◆ **TASK TO COMPLETE**: Gather every line below that contains the string "outline" and copy each one in full. Matching is case-sensitive.

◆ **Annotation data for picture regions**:
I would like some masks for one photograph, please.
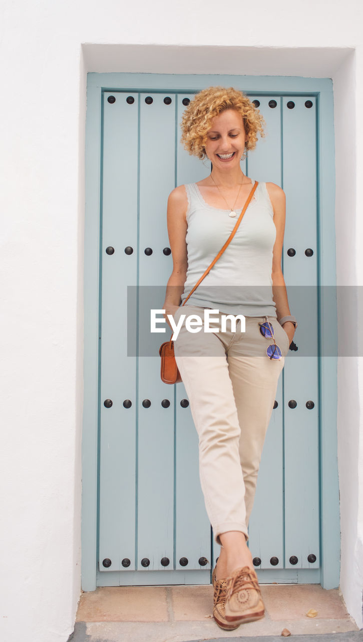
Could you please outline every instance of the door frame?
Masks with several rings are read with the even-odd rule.
[[[213,85],[235,86],[249,96],[312,96],[316,99],[317,191],[320,584],[339,586],[341,529],[337,467],[337,317],[335,230],[335,139],[331,78],[153,73],[87,74],[85,137],[83,419],[81,587],[96,588],[99,479],[100,223],[103,94],[105,91],[193,92]],[[97,260],[96,257],[97,257]],[[322,286],[330,286],[329,288]],[[333,288],[332,290],[331,288]],[[332,291],[333,296],[332,297]],[[329,293],[329,292],[330,293]],[[322,329],[329,327],[325,338]],[[322,356],[328,342],[334,356]],[[328,351],[328,349],[327,351]],[[324,429],[322,427],[324,426]]]

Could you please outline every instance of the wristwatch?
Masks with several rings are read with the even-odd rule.
[[[278,322],[280,325],[283,325],[283,324],[286,323],[287,321],[291,321],[291,323],[293,323],[294,327],[295,328],[295,329],[296,329],[298,327],[298,322],[296,321],[296,319],[294,317],[291,317],[291,316],[283,317],[282,318],[279,320]]]

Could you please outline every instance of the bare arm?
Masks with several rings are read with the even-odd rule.
[[[173,272],[166,286],[163,306],[165,315],[174,315],[182,302],[182,295],[184,291],[188,268],[185,241],[187,229],[185,215],[187,208],[188,199],[185,187],[183,185],[180,185],[171,192],[167,200],[167,232],[173,257]],[[166,317],[165,318],[169,323]]]
[[[285,279],[281,268],[286,217],[286,197],[285,192],[278,185],[276,185],[274,183],[266,183],[266,187],[273,207],[273,221],[276,227],[276,240],[273,248],[271,276],[273,300],[276,304],[278,320],[283,317],[290,316],[291,314],[289,308]],[[291,321],[287,321],[283,324],[283,329],[290,340],[290,343],[291,343],[295,333],[294,324]]]

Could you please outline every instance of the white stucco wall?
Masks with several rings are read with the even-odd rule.
[[[0,636],[65,642],[80,591],[87,72],[333,78],[337,280],[362,284],[362,8],[359,0],[5,0],[1,22]],[[198,46],[208,49],[196,55]],[[350,331],[346,318],[340,331]],[[339,367],[341,586],[361,627],[363,363]]]

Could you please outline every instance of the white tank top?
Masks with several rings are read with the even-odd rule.
[[[230,210],[208,205],[196,183],[185,187],[188,269],[182,303],[224,245],[242,211],[235,210],[237,216],[232,218]],[[259,182],[232,240],[185,305],[245,317],[276,317],[271,277],[275,239],[273,206],[266,184]]]

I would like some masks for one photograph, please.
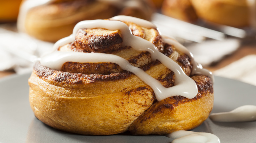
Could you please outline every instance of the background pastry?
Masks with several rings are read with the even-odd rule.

◆ **RESULT OF THIS TASK**:
Could you please outline every instance of the door frame?
Could you please outline every instance of the wristwatch?
Could you please outline every instance of the bare arm?
Could you please outline every instance of the white stucco wall?
Could you please outline every instance of the white tank top?
Could you please outline every instance of the background pastry?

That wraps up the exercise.